WORK ITEM: Could you restate the data word for word and drop the pictures?
*** RECORDS FOR THIS EXERCISE ***
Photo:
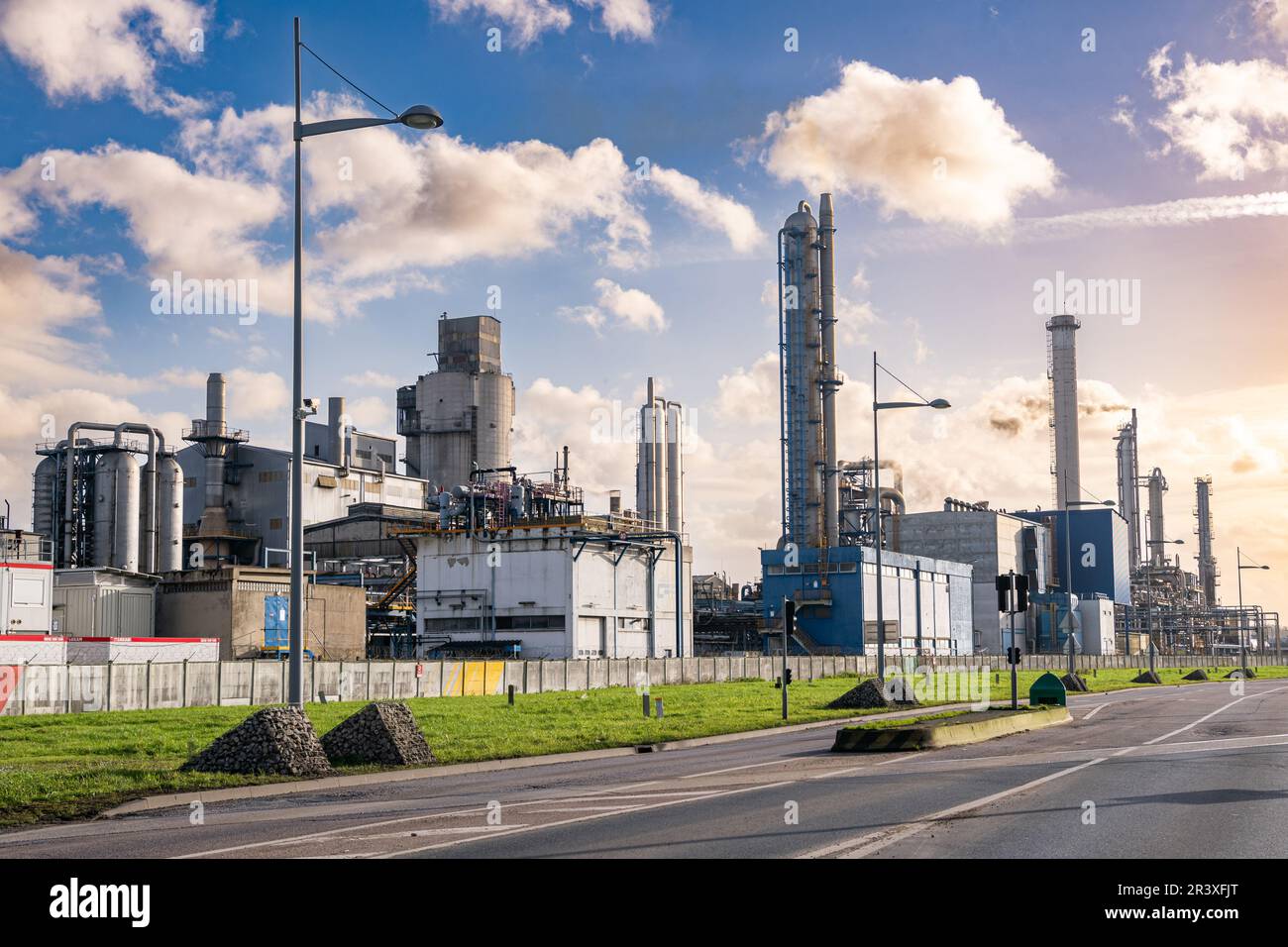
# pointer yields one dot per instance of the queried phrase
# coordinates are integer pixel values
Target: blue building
(1093, 544)
(926, 602)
***
FINISHED TASK:
Photo:
# pointer yields one dot per instance of the queried phrase
# coordinates are integer pixel values
Target: blue building
(1093, 544)
(926, 602)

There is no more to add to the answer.